### ЗАДАЧА:
Повторите приведённый текст целиком, сохранив в нём каждое слово и каждый знак.

### ПРИВЕДЁННЫЙ ТЕКСТ:
Дед и ещё

Жена решила приготовить что-то совершенно сногсшибательное
И я в ожидании.
А запахи – текст, думаю, будет закапан слюной…
Это я чтоб вы были в курсе, не удивляйтесь если что
Вино я уже откупорил – дышит
Ну, если вы ещё не очень устали от моих воспоминаний и родственников
А если устали, то не надо – пропустите, не самонасилуйтесь
Я тут больше для себя – опять поток сознания. Куда заведёт, там и буду
В Whole Foods (это магазин у нас такой – дорогой как гад) я сухари видел. Пухлый прямоугольный пакет. Не большой, но и не маленький. Где-то как альбомный лист если сбоку смотреть. Надутый сухим воздухом и запаянный. А внутри – сухари. Штук двадцать пять, максимум - тридцать. Есть пресные, а есть чесночные. И перчённые тоже есть. Тонкие – тонкие. Через них газеты читать хорошо было бы, если бы они ещё были, но их уже нет, почти нет, Всё в телефонах. А сухари – вот, есть
СтОят как взрослые – 4 доллара. Я сейчас их не ем - пытаюсь похудеть. Но вспоминать-то можно. Не растолстею же я от воспоминаний. А если растолстею, то почувствую как есть хочется и похудею. Тоже мысленно.

### ЗАПИСАННЫЕ ДАННЫЕ:
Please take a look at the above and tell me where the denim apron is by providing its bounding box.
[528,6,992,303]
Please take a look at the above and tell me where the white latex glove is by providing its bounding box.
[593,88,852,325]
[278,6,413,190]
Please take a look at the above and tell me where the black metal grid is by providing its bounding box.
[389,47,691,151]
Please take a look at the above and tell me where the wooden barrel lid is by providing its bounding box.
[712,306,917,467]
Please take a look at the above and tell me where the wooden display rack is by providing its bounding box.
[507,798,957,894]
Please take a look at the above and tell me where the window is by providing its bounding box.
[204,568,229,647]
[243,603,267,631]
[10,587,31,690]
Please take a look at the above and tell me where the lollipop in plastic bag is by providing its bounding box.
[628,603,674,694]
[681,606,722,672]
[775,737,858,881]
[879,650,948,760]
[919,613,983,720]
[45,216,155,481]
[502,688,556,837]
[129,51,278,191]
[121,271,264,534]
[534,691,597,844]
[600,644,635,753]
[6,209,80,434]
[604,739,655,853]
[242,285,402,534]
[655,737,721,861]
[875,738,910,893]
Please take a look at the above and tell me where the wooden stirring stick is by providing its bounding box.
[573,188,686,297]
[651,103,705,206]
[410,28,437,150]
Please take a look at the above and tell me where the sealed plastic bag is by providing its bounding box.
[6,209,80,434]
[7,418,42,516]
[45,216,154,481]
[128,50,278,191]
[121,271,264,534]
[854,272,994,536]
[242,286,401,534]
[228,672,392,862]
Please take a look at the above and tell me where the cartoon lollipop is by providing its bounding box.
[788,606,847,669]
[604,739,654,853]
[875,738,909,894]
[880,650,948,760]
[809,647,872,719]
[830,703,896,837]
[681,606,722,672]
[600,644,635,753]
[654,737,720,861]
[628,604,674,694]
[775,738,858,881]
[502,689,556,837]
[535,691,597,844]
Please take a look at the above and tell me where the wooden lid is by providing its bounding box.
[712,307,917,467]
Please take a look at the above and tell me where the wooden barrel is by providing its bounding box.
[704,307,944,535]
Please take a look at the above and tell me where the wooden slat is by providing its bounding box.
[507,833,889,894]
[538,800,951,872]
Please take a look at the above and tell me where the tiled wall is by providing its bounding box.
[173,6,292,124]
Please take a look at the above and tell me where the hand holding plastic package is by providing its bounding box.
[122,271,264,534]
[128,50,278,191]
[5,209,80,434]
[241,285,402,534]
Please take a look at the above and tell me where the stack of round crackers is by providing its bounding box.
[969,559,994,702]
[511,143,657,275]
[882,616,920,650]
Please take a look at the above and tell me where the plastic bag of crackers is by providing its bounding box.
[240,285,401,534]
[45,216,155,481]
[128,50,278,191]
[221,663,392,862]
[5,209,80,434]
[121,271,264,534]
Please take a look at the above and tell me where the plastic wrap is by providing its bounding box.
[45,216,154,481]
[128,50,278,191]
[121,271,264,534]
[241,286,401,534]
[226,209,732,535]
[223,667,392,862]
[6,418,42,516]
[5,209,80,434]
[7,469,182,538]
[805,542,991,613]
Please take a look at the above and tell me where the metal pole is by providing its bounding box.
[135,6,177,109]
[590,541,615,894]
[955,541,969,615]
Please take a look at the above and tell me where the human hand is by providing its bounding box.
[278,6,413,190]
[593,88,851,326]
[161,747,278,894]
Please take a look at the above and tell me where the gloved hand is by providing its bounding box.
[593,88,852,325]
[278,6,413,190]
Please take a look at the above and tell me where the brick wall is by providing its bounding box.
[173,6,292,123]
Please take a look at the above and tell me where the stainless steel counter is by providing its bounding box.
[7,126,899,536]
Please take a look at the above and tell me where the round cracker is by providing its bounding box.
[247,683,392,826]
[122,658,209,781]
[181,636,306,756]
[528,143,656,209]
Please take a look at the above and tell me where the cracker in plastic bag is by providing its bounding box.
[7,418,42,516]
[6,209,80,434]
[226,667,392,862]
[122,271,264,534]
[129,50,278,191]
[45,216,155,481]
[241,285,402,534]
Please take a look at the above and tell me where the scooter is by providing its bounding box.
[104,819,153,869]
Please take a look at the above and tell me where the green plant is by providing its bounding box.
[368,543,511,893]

### РЕШЕНИЕ ЗАДАЧИ:
Дед и ещё

Жена решила приготовить что-то совершенно сногсшибательное
И я в ожидании.
А запахи – текст, думаю, будет закапан слюной…
Это я чтоб вы были в курсе, не удивляйтесь если что
Вино я уже откупорил – дышит
Ну, если вы ещё не очень устали от моих воспоминаний и родственников
А если устали, то не надо – пропустите, не самонасилуйтесь
Я тут больше для себя – опять поток сознания. Куда заведёт, там и буду
В Whole Foods (это магазин у нас такой – дорогой как гад) я сухари видел. Пухлый прямоугольный пакет. Не большой, но и не маленький. Где-то как альбомный лист если сбоку смотреть. Надутый сухим воздухом и запаянный. А внутри – сухари. Штук двадцать пять, максимум - тридцать. Есть пресные, а есть чесночные. И перчённые тоже есть. Тонкие – тонкие. Через них газеты читать хорошо было бы, если бы они ещё были, но их уже нет, почти нет, Всё в телефонах. А сухари – вот, есть
СтОят как взрослые – 4 доллара. Я сейчас их не ем - пытаюсь похудеть. Но вспоминать-то можно. Не растолстею же я от воспоминаний. А если растолстею, то почувствую как есть хочется и похудею. Тоже мысленно.